#### Document segment
* Begin *
It seems to have worked well in 2007 for a few test cases. Unfortunately it now fails every test case, and it looks like needing some serious efforts to fix.

Because of this I no longer think that accessibility is fit for purpose. As you've seen I've recently asked CTAN to add a disclaimer to the catalog entry for it. The Github code repository is also tagged as "not ready for production". So, don't try it unless you are curious! If anyone reading has coding skills and would like to contribute to the package, please leave an issue there (or, just fix it...).

There's another issue here. Tagging and accessibility is deeply linked to the semantic structure of the document. There's a need to separate the the visible structure in the output PDF (that which a sighted person would recognise from heading numbers and good use of visual clues) from the document content (visible as the tagging tree in adobe, for example) so that machine readers can use it. Ideally this would be done within the core latex code so that a solution is usable by every package, not as a sticking-plaster on top where every change to a package breaks it.
* End *
#### Required task A
In the passage on the LaTeX accessibility package, what did the writer ask CTAN to add to the package's catalog entry?
#### Required task B
Continue the passage on the LaTeX accessibility package from its final sentence.
The material that follows has no connection to the passage about the LaTeX accessibility package.

#### Information given
* Begin *
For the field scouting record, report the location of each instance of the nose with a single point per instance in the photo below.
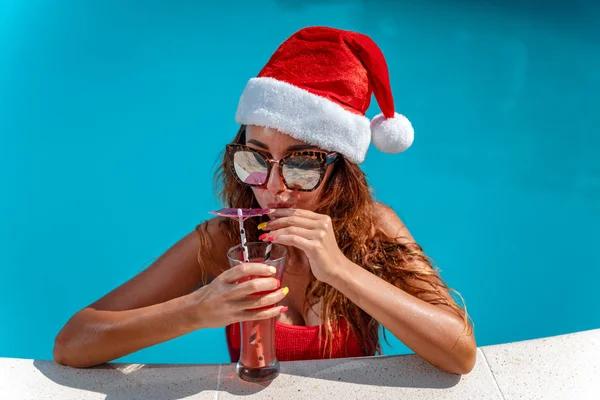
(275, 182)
* End *
* Begin *
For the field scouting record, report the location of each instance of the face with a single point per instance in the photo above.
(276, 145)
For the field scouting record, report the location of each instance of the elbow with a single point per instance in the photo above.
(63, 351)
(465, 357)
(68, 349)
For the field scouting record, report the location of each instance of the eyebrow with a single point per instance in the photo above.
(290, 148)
* End *
#### Expected output A
A disclaimer.

#### Expected output B
This need for a broadly applicable solution is why the approach being pursued by @Ulrike and the core team is much more likely to lead to a sustainable solution. Also there's stuff to be rescued from accessibility, there's some great ideas in tagpdf, and the whole thing has to not break the rest of 'tex. Not much to ask! So.. currently I'm thinking on ways to get some resources for this and will be coordinating with the team. All suggestions are welcome!